▶ DIRECTIONS
Copy every one of the following records line for line, leaving each word and number unchanged.

▶ AVAILABLE DATA
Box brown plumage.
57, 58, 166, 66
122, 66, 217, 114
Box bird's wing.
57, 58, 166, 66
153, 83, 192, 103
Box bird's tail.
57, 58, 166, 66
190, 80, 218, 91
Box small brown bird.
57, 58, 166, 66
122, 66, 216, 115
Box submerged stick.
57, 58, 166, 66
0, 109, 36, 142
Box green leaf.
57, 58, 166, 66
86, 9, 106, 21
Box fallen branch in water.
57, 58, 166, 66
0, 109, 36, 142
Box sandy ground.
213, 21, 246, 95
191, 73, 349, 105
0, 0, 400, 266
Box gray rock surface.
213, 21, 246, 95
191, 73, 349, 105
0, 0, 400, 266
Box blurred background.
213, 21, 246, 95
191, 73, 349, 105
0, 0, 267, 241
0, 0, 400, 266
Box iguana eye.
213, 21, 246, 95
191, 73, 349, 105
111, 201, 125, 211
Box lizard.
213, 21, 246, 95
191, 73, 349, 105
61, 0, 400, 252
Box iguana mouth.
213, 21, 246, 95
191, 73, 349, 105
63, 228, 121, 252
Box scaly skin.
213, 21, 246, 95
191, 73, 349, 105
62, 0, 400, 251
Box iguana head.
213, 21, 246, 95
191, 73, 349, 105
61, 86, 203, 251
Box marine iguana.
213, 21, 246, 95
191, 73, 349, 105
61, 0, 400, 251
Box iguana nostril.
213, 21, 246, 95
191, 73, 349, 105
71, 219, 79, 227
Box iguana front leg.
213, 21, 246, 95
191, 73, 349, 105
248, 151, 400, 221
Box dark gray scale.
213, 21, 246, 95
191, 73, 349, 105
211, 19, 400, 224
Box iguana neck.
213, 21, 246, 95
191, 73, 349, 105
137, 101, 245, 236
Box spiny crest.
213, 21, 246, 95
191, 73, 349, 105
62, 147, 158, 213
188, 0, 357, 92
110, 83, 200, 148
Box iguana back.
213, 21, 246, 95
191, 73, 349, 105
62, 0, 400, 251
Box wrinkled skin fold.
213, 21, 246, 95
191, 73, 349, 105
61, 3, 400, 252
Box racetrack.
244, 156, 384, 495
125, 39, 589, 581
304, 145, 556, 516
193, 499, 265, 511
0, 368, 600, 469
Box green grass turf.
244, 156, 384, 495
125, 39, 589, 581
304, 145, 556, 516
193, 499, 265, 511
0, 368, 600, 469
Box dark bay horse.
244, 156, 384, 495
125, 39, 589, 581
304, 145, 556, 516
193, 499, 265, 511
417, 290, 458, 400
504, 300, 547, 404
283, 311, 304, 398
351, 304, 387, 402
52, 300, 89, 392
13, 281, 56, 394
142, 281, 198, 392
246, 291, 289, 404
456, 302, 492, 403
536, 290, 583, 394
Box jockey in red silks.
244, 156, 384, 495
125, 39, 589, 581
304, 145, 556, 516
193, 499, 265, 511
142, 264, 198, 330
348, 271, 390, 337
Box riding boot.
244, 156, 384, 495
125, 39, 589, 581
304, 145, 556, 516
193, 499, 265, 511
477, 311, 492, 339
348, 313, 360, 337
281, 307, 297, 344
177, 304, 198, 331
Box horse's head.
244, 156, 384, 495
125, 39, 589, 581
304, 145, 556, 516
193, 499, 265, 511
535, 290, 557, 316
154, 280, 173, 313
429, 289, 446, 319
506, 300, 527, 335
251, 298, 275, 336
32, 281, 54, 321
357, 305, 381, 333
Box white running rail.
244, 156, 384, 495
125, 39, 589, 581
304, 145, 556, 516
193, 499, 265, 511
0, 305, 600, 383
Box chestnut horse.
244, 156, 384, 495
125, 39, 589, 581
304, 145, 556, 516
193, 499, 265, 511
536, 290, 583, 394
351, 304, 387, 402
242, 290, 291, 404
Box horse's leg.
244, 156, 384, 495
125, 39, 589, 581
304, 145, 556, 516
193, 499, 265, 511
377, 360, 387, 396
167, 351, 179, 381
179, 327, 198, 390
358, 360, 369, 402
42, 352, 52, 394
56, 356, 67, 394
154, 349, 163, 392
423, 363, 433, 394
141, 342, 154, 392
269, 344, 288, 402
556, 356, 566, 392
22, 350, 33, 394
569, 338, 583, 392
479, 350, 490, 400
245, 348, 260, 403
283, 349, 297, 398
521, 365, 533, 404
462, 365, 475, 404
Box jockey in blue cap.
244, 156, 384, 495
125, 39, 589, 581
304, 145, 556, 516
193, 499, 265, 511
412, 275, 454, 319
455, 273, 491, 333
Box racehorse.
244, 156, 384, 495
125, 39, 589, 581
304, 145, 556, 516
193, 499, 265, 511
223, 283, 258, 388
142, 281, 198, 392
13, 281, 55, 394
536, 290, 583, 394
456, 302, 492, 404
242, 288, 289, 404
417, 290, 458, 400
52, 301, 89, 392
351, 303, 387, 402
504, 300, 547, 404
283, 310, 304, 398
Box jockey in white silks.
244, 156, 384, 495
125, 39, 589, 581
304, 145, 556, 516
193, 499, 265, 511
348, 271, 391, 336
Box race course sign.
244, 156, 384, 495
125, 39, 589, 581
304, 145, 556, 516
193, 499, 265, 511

▶ OUTPUT
Box brown plumage.
57, 58, 166, 66
122, 66, 217, 114
Box bird's wing.
57, 58, 166, 66
153, 83, 192, 103
Box bird's tail.
57, 58, 166, 66
190, 80, 218, 91
Box small brown bird.
57, 58, 166, 66
122, 66, 216, 115
Box submerged stick.
57, 58, 166, 66
0, 109, 36, 142
Box green leaf.
57, 58, 166, 66
86, 9, 106, 21
Box fallen branch in water.
57, 58, 166, 66
0, 109, 36, 142
Box sandy ground.
213, 21, 246, 95
191, 73, 349, 105
0, 0, 400, 266
Box gray rock surface.
213, 21, 246, 95
191, 73, 349, 105
0, 0, 400, 266
Box blurred background.
213, 21, 246, 95
191, 73, 349, 105
0, 0, 267, 241
0, 0, 400, 266
Box iguana eye.
213, 21, 246, 95
191, 73, 349, 105
111, 201, 125, 211
Box lizard.
213, 21, 246, 95
191, 73, 349, 105
61, 0, 400, 252
Box iguana mouth.
213, 21, 246, 95
191, 73, 349, 105
63, 228, 121, 252
Box scaly skin.
213, 21, 246, 95
191, 73, 349, 105
62, 0, 400, 251
Box iguana head.
213, 21, 246, 95
191, 73, 349, 105
61, 86, 203, 251
Box marine iguana.
213, 21, 246, 95
191, 73, 349, 105
61, 0, 400, 251
Box iguana nostril.
213, 21, 246, 95
191, 73, 349, 105
71, 219, 79, 227
Box iguana front leg.
213, 21, 246, 95
191, 73, 349, 105
248, 151, 400, 221
Box dark gray scale.
213, 21, 246, 95
191, 73, 349, 105
211, 19, 400, 224
Box iguana neck.
213, 21, 246, 95
191, 73, 349, 105
137, 101, 245, 236
Box spiny crest.
213, 21, 246, 95
191, 73, 349, 105
62, 147, 158, 213
188, 0, 357, 92
110, 83, 200, 148
Box iguana back.
213, 21, 246, 95
191, 73, 349, 105
62, 0, 400, 251
Box wrinkled skin fold.
213, 21, 246, 95
191, 73, 349, 105
61, 3, 400, 252
Box racetrack.
244, 156, 384, 495
125, 39, 589, 581
304, 145, 556, 516
193, 499, 265, 511
0, 368, 600, 469
Box green grass turf.
244, 156, 384, 495
125, 39, 589, 581
304, 145, 556, 516
193, 499, 265, 511
0, 368, 600, 469
Box dark bay horse.
244, 156, 384, 495
125, 39, 589, 581
304, 145, 556, 516
193, 499, 265, 511
417, 290, 458, 400
504, 300, 547, 404
283, 311, 304, 398
351, 304, 387, 402
52, 300, 89, 392
13, 281, 56, 394
142, 281, 198, 392
246, 291, 289, 404
456, 302, 492, 403
536, 290, 583, 394
Box jockey in red silks.
244, 156, 384, 495
125, 39, 589, 581
304, 145, 556, 516
193, 499, 265, 511
142, 264, 198, 330
348, 271, 390, 337
Box riding boot.
244, 156, 384, 495
125, 39, 589, 581
304, 145, 556, 516
193, 499, 265, 511
477, 311, 492, 339
348, 313, 360, 337
281, 307, 297, 344
177, 304, 198, 331
Box horse's head.
244, 156, 384, 495
125, 39, 589, 581
304, 145, 556, 516
193, 499, 265, 511
535, 290, 557, 316
154, 280, 173, 313
429, 289, 446, 319
506, 300, 527, 335
251, 298, 275, 336
32, 281, 54, 321
357, 305, 381, 333
Box white running rail.
244, 156, 384, 495
125, 39, 589, 581
304, 145, 556, 516
193, 499, 265, 511
0, 305, 600, 383
Box chestnut horse.
244, 156, 384, 495
125, 39, 589, 581
304, 145, 556, 516
193, 499, 265, 511
536, 290, 583, 394
351, 304, 387, 402
242, 290, 291, 404
Box horse's leg.
244, 156, 384, 495
125, 39, 589, 581
304, 145, 556, 516
193, 499, 265, 511
377, 360, 387, 396
167, 351, 179, 381
179, 327, 198, 390
358, 360, 369, 402
42, 352, 52, 394
56, 356, 67, 394
154, 349, 163, 392
423, 363, 433, 394
141, 342, 154, 392
269, 344, 288, 402
556, 356, 566, 392
22, 350, 33, 394
569, 338, 583, 392
479, 350, 490, 400
245, 348, 260, 403
283, 349, 297, 398
521, 365, 533, 404
462, 365, 475, 404
Box jockey in blue cap.
244, 156, 384, 495
125, 39, 589, 581
304, 145, 556, 516
193, 499, 265, 511
412, 275, 454, 319
455, 273, 491, 333
Box racehorse.
244, 156, 384, 495
125, 39, 589, 581
304, 145, 556, 516
193, 499, 265, 511
223, 283, 258, 388
142, 281, 198, 392
13, 281, 55, 394
536, 290, 583, 394
456, 302, 492, 404
242, 288, 289, 404
417, 290, 458, 400
52, 301, 89, 392
351, 303, 387, 402
504, 300, 547, 404
283, 310, 304, 398
Box jockey in white silks.
244, 156, 384, 495
125, 39, 589, 581
304, 145, 556, 516
193, 499, 265, 511
348, 271, 391, 336
Box race course sign.
244, 156, 384, 495
125, 39, 589, 581
304, 145, 556, 516
193, 499, 265, 511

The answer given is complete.